**DATASET RECORDS:**
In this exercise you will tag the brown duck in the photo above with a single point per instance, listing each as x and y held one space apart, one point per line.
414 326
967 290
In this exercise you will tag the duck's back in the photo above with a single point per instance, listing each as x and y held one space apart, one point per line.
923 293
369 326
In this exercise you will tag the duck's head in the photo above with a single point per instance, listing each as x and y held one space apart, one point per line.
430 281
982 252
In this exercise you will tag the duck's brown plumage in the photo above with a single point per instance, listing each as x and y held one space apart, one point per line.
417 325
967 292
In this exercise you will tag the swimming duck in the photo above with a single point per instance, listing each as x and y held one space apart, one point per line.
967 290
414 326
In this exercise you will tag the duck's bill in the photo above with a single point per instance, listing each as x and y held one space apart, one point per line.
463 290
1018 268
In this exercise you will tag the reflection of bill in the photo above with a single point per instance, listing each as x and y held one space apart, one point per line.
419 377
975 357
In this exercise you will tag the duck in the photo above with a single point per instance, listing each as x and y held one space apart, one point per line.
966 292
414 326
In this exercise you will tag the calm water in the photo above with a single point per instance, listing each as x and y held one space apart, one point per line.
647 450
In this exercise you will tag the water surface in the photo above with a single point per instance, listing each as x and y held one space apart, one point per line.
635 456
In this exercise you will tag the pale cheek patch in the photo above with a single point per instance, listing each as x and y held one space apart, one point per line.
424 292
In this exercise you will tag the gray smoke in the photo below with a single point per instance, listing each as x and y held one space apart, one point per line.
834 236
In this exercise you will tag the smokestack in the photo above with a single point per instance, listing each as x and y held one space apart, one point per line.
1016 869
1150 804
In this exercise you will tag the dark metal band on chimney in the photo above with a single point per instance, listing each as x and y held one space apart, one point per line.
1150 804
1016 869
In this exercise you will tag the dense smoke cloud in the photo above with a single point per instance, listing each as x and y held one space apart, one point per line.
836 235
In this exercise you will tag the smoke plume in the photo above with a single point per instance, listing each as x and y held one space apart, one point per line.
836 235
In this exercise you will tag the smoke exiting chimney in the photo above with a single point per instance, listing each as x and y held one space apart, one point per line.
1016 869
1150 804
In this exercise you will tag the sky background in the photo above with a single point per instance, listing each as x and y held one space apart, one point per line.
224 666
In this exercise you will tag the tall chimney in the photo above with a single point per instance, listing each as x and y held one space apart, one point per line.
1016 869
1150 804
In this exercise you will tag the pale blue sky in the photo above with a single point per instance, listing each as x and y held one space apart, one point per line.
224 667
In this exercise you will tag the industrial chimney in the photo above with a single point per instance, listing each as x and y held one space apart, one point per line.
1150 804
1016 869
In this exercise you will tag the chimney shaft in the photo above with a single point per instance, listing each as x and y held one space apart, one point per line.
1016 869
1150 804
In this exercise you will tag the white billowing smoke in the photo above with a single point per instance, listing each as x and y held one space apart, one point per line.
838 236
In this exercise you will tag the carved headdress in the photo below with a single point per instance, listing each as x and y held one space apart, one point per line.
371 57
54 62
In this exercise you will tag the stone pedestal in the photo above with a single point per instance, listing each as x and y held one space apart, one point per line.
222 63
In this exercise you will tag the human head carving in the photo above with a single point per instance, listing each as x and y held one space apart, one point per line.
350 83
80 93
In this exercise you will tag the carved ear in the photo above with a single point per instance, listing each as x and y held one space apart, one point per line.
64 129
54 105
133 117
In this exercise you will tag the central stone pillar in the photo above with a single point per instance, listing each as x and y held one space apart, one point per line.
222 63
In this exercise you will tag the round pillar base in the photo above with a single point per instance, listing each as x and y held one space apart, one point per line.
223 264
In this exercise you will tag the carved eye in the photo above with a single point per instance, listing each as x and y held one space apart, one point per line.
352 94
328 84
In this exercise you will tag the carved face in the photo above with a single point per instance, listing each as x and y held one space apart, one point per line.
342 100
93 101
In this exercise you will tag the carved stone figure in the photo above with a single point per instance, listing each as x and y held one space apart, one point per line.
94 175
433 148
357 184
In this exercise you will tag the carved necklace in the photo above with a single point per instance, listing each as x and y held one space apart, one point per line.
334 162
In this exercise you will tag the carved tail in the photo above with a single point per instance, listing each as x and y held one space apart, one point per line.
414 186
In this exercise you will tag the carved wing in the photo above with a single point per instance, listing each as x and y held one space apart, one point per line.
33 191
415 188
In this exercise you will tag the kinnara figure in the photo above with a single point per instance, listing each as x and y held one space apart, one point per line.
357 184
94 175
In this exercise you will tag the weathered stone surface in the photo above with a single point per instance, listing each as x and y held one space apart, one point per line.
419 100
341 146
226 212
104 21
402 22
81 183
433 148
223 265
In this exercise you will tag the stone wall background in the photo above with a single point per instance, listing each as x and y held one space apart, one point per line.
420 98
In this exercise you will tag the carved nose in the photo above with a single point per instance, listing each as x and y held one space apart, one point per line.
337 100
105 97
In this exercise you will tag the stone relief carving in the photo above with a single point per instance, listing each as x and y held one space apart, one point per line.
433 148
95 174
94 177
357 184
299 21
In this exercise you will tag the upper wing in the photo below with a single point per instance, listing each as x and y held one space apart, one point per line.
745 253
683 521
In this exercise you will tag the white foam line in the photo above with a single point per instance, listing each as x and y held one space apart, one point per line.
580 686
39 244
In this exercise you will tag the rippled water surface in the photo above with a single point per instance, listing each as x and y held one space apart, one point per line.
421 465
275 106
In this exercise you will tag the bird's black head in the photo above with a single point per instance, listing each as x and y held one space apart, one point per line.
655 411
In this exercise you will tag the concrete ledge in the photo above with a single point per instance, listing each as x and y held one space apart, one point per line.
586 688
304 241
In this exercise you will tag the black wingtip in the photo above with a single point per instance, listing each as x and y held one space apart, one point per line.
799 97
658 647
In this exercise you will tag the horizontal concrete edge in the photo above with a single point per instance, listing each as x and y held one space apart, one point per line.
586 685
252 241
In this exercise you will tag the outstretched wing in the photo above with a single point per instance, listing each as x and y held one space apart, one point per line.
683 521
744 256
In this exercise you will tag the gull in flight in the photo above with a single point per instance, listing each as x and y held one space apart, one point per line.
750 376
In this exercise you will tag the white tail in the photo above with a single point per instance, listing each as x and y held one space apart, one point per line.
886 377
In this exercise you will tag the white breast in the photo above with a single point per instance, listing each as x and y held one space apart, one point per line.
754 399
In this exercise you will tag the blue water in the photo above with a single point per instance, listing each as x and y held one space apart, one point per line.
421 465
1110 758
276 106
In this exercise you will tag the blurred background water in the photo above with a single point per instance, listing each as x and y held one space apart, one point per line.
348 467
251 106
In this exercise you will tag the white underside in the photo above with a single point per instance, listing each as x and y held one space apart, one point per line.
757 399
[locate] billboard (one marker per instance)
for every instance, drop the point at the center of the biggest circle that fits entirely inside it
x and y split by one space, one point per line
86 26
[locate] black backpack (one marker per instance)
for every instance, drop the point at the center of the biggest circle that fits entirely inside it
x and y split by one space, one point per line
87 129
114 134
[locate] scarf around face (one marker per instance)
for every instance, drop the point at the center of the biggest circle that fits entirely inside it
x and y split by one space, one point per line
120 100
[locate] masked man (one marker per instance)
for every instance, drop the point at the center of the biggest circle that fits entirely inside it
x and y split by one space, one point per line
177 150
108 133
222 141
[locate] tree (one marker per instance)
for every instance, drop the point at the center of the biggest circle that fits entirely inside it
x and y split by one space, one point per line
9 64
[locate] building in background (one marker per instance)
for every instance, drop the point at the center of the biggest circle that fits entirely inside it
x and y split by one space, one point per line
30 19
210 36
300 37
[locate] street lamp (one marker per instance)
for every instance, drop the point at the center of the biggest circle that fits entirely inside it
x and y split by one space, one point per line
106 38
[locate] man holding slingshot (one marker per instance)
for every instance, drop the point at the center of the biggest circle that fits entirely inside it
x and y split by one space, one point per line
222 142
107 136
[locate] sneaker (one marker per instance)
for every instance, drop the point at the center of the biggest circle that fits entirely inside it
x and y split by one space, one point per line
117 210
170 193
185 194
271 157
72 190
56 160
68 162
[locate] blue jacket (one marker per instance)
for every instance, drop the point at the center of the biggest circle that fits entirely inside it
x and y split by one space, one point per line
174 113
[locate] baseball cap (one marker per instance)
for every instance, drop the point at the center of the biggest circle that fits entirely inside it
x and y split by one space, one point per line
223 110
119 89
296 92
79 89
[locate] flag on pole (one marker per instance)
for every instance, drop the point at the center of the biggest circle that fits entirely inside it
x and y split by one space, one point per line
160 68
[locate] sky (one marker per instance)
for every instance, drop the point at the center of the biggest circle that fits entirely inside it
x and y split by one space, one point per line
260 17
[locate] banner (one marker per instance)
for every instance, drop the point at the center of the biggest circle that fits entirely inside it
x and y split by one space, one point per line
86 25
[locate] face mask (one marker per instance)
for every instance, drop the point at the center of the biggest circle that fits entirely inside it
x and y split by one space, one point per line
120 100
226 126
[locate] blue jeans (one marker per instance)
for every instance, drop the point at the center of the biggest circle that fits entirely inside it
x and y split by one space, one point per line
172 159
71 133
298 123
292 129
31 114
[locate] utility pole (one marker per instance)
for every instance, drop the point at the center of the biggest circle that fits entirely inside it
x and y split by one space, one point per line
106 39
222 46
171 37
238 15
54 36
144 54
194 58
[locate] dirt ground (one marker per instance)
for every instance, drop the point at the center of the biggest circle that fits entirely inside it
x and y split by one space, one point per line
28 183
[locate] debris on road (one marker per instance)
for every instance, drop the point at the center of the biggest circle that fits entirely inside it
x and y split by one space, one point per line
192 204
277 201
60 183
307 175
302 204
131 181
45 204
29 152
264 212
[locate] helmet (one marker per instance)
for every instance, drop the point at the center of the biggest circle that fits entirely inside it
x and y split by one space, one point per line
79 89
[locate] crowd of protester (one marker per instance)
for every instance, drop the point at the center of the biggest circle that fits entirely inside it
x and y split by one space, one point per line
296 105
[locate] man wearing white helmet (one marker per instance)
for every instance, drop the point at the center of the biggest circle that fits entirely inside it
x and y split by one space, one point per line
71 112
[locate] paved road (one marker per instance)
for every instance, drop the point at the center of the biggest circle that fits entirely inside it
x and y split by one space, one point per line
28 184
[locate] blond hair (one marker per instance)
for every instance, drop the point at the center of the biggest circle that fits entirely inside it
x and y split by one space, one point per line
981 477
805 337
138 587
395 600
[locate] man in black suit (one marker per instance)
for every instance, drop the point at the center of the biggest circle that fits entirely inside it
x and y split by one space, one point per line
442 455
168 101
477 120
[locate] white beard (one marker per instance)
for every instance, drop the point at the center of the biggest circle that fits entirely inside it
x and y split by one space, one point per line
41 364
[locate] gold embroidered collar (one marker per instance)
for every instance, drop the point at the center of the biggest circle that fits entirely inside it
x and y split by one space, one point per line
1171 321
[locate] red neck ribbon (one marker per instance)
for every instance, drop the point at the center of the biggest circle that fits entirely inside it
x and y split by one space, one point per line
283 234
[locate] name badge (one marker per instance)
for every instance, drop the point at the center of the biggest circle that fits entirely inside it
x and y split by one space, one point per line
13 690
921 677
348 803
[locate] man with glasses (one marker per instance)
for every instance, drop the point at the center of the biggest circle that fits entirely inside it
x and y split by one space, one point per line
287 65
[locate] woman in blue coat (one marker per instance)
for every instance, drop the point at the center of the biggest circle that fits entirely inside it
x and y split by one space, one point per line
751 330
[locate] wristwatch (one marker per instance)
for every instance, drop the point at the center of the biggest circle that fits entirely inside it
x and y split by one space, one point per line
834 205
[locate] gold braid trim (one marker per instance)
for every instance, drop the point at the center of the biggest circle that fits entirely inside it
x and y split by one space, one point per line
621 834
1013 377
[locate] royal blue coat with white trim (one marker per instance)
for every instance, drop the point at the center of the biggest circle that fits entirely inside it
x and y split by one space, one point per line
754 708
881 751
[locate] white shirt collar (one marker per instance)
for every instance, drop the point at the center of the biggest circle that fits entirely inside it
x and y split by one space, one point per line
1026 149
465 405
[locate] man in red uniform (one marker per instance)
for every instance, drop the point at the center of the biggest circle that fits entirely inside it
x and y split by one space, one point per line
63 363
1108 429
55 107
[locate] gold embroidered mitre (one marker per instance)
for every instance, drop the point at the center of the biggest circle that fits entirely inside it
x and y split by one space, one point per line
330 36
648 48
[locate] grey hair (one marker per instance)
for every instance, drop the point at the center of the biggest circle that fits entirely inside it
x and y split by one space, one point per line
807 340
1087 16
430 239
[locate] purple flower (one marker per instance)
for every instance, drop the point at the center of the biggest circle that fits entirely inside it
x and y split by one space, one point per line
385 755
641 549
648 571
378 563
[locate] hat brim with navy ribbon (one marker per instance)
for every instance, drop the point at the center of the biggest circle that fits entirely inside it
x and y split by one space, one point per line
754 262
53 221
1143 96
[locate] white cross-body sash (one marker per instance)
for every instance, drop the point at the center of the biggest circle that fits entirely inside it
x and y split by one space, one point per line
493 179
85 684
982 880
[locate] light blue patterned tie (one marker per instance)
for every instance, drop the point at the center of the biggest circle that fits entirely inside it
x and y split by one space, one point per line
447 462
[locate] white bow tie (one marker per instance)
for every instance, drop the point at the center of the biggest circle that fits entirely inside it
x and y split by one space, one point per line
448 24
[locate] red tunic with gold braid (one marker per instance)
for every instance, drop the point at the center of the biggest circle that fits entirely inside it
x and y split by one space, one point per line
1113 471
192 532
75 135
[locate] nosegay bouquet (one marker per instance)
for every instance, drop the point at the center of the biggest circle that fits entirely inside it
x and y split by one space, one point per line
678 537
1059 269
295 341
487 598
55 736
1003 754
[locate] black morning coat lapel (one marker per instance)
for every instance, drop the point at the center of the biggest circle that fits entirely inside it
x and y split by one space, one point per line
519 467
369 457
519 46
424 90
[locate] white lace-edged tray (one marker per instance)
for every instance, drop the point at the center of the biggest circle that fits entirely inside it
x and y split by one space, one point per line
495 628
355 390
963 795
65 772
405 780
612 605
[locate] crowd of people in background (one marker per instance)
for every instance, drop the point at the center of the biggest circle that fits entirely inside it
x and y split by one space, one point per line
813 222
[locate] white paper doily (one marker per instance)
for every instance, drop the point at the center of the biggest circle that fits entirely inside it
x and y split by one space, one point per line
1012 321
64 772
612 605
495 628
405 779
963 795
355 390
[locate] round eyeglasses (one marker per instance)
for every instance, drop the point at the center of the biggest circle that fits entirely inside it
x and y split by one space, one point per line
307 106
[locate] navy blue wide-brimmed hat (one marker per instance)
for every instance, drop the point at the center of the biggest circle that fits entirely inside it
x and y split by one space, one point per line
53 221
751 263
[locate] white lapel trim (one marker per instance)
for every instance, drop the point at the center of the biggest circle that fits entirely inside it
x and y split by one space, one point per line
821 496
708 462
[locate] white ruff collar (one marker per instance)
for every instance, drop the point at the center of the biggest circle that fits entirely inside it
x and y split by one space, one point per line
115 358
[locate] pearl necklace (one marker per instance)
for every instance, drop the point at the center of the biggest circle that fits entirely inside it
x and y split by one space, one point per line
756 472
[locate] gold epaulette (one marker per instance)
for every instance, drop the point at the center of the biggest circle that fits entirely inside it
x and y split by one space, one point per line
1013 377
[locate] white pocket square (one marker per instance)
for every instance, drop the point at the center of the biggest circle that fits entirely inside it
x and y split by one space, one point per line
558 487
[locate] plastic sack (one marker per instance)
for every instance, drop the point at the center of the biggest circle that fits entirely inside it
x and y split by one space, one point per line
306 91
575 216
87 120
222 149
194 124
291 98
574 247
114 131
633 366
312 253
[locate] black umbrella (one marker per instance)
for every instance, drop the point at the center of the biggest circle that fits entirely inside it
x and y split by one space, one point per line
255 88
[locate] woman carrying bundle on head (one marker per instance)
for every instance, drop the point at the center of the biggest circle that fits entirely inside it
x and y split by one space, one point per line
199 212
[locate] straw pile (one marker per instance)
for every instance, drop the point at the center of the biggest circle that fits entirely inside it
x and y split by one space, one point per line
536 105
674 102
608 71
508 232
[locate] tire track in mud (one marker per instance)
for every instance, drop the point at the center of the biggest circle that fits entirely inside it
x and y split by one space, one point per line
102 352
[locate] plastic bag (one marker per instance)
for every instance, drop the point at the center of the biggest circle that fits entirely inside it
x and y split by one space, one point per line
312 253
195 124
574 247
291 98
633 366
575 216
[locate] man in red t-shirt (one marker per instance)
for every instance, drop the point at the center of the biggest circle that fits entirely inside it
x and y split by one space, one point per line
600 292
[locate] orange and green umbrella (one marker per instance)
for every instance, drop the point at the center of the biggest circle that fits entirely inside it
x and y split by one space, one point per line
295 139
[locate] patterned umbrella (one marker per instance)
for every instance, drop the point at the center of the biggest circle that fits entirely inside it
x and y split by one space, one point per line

**WHAT TO WORK ON:** Check every line of the entries for the string "umbrella". Give only the number of lines that hold it.

**TASK ANSWER:** 3